#### Record excerpts

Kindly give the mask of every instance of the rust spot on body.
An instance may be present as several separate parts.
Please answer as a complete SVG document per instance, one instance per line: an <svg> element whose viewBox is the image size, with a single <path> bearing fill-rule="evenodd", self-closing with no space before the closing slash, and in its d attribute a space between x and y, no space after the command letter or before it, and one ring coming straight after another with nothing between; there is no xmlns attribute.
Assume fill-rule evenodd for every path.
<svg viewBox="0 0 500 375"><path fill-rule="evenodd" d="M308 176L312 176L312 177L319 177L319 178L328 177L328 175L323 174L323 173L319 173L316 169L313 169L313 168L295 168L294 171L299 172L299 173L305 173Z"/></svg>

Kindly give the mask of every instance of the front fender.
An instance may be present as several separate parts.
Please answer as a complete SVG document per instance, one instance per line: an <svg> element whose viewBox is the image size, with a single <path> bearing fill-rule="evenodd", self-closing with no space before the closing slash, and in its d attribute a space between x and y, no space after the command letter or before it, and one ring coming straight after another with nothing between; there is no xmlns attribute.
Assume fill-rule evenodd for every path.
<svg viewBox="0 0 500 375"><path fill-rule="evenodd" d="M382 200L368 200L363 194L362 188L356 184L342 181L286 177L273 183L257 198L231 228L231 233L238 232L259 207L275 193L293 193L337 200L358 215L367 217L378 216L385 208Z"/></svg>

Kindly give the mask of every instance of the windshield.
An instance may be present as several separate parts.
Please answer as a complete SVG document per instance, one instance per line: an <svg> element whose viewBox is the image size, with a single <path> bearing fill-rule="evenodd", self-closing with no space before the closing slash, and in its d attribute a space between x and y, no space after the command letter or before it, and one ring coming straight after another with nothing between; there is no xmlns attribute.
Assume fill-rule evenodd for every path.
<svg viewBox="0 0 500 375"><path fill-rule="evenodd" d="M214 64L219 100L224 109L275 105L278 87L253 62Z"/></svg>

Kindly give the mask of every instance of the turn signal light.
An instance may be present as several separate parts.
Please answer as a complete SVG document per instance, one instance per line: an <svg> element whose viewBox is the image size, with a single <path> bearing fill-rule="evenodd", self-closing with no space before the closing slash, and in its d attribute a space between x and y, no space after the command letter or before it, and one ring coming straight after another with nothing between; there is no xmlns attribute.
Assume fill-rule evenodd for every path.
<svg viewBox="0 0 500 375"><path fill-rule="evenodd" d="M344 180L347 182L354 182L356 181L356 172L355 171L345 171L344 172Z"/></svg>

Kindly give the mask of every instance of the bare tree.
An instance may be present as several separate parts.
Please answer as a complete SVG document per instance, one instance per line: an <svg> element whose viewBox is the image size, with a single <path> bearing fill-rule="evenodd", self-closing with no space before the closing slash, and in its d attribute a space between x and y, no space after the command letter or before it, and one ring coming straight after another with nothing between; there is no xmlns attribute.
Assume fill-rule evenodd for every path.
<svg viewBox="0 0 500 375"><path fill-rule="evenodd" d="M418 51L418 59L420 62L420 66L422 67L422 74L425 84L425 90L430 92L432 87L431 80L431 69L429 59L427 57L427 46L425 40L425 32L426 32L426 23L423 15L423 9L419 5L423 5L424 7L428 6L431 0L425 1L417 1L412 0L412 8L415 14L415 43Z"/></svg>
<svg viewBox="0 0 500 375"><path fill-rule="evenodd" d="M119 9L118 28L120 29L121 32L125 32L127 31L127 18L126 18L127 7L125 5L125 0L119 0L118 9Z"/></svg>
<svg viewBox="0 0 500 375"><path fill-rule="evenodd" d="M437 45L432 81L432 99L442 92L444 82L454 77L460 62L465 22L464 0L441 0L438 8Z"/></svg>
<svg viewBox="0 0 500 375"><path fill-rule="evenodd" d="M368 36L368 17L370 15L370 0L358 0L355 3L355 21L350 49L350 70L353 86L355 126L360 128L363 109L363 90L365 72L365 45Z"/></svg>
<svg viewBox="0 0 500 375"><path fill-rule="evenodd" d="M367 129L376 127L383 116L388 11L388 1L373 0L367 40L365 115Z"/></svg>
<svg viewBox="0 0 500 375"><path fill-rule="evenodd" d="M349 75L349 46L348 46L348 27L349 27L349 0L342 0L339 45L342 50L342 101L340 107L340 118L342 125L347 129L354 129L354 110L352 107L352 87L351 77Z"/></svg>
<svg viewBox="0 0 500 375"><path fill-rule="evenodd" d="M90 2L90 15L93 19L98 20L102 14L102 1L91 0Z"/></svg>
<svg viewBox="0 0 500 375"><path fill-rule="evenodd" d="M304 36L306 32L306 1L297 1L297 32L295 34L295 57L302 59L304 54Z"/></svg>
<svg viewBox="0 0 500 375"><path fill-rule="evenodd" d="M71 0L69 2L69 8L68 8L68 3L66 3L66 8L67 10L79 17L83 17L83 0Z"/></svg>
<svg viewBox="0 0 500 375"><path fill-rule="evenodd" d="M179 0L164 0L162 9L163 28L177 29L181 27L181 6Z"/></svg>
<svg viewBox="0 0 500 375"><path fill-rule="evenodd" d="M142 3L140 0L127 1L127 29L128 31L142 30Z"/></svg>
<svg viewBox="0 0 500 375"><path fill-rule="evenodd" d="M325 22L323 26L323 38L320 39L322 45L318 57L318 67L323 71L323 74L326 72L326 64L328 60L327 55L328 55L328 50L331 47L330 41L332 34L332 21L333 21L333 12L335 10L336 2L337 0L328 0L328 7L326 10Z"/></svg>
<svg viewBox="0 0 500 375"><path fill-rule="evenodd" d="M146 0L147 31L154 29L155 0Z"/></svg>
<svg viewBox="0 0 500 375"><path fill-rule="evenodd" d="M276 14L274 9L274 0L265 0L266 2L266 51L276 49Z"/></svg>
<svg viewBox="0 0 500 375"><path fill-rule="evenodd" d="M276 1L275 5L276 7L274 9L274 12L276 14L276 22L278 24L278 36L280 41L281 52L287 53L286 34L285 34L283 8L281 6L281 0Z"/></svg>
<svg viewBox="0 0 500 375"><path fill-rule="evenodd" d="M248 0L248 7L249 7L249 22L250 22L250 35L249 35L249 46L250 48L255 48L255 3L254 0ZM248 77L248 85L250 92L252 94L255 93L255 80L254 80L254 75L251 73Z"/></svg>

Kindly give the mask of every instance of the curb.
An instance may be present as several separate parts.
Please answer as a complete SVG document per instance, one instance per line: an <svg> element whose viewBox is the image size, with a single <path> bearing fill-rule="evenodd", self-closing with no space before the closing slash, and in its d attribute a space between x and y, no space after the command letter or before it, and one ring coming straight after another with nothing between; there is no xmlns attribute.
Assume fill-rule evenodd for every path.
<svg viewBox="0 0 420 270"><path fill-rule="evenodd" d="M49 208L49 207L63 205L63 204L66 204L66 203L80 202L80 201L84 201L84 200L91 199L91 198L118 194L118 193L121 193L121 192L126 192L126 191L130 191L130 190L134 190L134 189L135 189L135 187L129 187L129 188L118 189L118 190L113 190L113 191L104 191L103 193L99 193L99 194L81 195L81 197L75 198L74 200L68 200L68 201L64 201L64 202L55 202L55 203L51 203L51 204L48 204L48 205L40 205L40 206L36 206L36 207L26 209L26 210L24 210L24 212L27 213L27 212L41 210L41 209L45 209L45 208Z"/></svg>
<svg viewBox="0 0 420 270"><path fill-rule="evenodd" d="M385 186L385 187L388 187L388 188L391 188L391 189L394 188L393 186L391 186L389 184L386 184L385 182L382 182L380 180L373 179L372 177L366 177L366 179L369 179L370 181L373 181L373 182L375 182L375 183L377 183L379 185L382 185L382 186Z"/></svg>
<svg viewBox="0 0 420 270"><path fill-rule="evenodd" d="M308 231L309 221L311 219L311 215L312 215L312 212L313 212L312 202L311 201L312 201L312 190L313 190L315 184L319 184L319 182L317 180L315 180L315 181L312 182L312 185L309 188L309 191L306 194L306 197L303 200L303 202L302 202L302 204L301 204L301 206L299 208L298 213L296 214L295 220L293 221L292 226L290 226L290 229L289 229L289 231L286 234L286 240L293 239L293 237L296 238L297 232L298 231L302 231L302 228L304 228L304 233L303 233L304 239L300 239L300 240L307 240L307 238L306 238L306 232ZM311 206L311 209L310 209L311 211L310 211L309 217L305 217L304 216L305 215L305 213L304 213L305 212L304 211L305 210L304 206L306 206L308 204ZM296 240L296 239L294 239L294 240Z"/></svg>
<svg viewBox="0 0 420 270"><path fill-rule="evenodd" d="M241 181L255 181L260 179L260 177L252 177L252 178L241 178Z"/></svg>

########

→ **Directions**
Show every line above where "give" is found.

→ **Answer below**
Kindly give the mask of every instance of the rust spot on body.
Kindly give the mask of every instance of the front fender.
Kindly give the mask of every instance of the windshield.
Kindly give the mask of every instance of the turn signal light.
Kindly give the mask of every instance of the bare tree.
Kindly give the mask of every instance of the curb.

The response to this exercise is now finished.